--- BEGIN ---

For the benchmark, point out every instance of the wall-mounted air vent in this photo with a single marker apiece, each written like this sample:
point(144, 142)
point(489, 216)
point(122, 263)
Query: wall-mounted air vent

--- END ---

AIM OF THE TASK:
Print the records above again, every line unchanged.

OUTPUT BELOW:
For the benchmark, point out every instance of the wall-mounted air vent in this photo with a single marker apiece, each written like this sample:
point(144, 142)
point(489, 216)
point(122, 263)
Query: wall-mounted air vent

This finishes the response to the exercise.